ReGround: Improving Textual and Spatial Grounding at No Cost
Phillip Y. Lee, Minhyuk Sung
TL;DR
This paper tackles the textual and spatial grounding trade-off in diffusion-based text-to-image generation when spatial cues (bounding boxes) are provided. It reveals that GLIGEN’s gated self-attention introduces a bias toward spatial grounding due to a sequential flow before cross-attention, causing description omission in prompts. The authors propose ReGround, a simple, inference-time rewiring that switches the attention modules from sequential to parallel, enabling simultaneous textual and spatial grounding without fine-tuning or extra parameters. Across MS-COCO and NSR-1K-GPT, ReGround delivers notably better textual grounding (CLIP) with minimal loss in spatial grounding (YOLO) and even improves image quality (FID); the approach generalizes to other GLIGEN-based backbones like BoxDiff and Attn-Refocus.

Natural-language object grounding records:
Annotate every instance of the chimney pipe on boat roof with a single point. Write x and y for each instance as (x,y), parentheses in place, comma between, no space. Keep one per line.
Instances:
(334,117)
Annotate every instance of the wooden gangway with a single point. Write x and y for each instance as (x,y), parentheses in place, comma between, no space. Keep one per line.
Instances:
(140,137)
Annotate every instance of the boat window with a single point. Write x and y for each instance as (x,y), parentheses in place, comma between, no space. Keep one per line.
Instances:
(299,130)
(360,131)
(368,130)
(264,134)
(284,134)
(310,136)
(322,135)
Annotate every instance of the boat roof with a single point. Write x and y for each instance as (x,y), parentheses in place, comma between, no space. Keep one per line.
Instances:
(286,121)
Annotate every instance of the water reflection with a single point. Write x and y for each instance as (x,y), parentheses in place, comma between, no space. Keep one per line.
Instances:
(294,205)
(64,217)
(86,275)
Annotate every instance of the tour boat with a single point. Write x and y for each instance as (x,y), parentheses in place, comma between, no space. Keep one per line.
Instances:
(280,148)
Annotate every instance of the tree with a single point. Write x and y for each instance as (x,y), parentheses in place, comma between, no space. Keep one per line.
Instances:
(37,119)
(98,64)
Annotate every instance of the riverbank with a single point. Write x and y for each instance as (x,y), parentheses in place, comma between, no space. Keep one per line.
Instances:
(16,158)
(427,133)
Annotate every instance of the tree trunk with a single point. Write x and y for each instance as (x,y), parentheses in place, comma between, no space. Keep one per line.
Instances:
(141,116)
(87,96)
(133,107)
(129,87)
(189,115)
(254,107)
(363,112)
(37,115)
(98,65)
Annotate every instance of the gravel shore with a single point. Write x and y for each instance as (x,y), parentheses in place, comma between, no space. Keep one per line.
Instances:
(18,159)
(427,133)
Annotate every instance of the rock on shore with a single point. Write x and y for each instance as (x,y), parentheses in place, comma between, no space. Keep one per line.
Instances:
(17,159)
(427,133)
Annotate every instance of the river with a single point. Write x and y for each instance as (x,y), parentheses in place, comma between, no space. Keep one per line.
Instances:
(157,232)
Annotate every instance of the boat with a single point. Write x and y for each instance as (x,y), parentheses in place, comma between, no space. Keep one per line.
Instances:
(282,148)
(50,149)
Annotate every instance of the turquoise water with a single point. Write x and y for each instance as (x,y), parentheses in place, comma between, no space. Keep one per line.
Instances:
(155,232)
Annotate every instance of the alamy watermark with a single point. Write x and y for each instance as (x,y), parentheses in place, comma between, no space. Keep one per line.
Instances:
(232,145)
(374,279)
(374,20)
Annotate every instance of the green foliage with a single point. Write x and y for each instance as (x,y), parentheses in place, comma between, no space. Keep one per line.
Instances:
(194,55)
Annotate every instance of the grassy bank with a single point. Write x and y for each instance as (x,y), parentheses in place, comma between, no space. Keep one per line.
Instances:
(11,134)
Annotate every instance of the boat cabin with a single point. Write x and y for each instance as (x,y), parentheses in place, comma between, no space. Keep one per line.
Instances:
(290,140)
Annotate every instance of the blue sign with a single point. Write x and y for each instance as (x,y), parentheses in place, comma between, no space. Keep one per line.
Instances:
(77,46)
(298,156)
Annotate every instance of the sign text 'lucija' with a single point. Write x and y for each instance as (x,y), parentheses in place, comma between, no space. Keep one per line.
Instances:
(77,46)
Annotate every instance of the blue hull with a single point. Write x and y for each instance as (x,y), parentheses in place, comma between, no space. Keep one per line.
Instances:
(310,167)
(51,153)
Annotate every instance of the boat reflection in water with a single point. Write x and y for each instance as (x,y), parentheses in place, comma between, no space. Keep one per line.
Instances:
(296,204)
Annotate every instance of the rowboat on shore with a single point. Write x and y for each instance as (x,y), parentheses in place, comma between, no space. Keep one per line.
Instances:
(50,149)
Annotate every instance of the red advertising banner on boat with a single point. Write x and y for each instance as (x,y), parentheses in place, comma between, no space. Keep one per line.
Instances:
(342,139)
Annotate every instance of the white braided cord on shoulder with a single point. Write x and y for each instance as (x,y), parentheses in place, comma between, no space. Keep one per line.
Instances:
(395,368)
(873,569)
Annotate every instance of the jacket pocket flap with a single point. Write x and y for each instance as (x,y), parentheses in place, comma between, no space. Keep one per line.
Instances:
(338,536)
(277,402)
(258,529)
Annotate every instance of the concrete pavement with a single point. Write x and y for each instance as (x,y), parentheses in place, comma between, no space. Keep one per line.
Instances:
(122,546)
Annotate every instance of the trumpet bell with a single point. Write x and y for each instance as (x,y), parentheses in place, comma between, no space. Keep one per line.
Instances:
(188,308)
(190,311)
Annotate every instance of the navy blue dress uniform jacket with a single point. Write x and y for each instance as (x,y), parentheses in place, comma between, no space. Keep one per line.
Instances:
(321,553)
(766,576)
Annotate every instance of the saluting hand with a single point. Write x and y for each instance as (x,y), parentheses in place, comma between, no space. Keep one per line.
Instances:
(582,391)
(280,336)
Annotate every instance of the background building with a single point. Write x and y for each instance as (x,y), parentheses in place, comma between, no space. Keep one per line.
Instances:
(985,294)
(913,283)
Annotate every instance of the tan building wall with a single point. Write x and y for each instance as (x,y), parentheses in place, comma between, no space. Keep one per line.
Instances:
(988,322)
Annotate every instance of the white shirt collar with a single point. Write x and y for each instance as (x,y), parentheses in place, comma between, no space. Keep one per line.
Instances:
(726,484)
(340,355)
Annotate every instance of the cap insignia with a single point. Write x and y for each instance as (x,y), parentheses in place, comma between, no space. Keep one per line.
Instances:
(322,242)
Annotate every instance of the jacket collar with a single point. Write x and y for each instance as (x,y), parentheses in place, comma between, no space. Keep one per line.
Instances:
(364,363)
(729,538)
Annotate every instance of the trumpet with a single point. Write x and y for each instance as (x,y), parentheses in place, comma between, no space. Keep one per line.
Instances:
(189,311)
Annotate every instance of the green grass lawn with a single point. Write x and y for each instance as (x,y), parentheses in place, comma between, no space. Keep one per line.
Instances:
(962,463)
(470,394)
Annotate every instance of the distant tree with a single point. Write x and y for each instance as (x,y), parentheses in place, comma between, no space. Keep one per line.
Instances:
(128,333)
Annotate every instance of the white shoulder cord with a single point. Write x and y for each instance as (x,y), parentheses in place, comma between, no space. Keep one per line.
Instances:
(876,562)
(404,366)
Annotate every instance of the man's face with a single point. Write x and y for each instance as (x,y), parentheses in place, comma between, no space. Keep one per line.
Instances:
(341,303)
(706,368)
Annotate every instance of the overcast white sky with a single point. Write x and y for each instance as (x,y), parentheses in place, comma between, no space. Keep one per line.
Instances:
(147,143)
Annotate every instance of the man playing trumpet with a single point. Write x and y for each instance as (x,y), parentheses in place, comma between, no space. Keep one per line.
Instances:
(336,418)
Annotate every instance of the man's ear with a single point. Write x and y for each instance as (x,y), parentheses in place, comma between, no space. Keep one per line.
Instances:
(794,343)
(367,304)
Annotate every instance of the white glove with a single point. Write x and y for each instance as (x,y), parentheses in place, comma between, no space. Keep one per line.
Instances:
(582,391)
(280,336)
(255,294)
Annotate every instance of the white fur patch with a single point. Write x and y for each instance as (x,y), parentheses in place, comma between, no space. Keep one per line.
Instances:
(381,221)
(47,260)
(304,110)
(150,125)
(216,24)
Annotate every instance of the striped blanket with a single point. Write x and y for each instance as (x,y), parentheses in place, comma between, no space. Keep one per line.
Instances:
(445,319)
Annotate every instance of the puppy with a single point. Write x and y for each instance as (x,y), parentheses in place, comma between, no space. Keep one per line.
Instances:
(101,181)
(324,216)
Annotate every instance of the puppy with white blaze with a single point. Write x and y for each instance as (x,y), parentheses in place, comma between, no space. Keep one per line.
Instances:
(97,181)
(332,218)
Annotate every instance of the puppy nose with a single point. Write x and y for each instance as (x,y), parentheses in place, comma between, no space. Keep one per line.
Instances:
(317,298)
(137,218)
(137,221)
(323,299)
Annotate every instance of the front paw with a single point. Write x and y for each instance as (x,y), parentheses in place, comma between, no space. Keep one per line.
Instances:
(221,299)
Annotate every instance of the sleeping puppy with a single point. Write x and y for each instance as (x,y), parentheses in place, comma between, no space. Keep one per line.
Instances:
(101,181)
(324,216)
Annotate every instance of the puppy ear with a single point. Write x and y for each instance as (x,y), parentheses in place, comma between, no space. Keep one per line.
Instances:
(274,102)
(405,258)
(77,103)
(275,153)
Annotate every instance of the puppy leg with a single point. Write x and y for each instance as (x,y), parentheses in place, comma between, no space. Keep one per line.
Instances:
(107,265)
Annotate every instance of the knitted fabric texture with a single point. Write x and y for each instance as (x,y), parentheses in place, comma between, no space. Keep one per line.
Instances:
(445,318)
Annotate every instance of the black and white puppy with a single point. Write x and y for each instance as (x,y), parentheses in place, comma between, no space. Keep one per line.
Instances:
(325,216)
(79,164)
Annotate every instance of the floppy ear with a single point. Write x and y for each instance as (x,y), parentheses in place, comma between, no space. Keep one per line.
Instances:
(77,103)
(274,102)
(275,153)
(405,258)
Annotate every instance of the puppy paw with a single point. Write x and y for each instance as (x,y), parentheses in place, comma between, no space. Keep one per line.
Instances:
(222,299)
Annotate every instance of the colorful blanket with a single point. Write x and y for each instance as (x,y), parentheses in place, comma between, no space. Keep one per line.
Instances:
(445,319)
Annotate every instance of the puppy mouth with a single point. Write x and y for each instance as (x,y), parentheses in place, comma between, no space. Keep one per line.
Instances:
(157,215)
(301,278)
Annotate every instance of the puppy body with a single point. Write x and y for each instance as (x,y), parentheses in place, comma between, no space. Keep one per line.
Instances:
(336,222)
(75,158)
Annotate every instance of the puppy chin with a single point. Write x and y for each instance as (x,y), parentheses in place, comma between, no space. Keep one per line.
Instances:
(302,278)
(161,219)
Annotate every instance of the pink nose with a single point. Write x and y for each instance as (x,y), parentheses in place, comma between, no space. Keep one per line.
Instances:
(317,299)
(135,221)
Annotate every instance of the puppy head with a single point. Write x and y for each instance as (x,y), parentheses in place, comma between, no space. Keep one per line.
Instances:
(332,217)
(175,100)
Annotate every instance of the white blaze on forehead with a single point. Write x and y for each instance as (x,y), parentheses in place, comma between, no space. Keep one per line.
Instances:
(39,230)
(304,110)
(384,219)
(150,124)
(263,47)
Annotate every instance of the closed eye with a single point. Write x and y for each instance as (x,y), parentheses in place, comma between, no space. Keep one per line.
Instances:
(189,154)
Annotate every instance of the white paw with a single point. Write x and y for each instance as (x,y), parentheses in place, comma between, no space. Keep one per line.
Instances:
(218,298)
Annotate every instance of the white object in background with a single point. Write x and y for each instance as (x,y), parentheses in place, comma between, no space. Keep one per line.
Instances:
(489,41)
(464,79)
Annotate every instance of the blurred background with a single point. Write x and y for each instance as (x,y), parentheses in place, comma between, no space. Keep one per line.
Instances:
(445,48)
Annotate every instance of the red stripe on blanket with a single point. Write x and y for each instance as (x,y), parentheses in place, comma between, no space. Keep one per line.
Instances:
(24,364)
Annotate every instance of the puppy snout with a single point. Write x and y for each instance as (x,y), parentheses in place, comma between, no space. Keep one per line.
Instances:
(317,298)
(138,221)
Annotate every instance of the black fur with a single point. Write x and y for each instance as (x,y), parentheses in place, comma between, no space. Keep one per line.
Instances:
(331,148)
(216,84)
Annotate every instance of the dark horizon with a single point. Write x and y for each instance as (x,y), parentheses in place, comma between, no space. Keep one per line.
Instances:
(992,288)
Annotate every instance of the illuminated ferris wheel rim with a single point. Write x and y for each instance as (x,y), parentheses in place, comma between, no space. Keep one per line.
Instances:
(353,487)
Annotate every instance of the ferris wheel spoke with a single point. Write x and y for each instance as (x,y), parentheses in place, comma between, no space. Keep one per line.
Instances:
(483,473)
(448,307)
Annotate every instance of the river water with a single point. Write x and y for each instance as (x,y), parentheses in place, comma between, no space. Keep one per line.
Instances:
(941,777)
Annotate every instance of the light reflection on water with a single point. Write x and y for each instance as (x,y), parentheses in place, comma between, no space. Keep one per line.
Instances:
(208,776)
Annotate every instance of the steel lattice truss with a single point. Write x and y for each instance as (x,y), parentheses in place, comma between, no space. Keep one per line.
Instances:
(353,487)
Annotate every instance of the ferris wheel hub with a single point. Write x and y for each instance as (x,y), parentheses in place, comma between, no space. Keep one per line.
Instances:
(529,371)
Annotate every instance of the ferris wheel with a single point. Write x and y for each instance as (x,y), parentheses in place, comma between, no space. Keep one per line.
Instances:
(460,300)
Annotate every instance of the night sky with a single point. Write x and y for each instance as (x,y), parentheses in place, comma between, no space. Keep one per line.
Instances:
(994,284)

■ Task set ■
1 - List every evaluation metric the ReGround summary names, with what each one measures.
2 - In the ReGround summary, what change does ReGround make to the attention modules?
3 - Please extend the ReGround summary with a few more sentences after its final sentence.

■ Numbered answers ■
1 -
CLIP: textual grounding
YOLO: spatial grounding
FID: image quality

2 - It switches them from a sequential arrangement to a parallel one.

3 -
Abstract
When an image generation process is guided by both a text prompt and spatial cues, such as a set of bounding boxes, do these elements work in harmony, or does one dominate the other? Our analysis of a pretrained image diffusion model that integrates gated self-attention into the U-Net reveals that spatial grounding often outweighs textual grounding due to the sequential flow from gated self-attention to cross-attention. We demonstrate that such bias can be significantly mitigated without sacrificing accuracy in either grounding by simply rewiring the network architecture, changing from sequential to parallel for gated self-attention and cross-attention. This surprisingly simple yet effective solution does not require any fine-tuning of the network but significantly reduces the trade-off between the two groundings. Our experiments demonstrate significant improvements from the original GLIGEN to the rewired version in the trade-off between textual grounding and spatial grounding.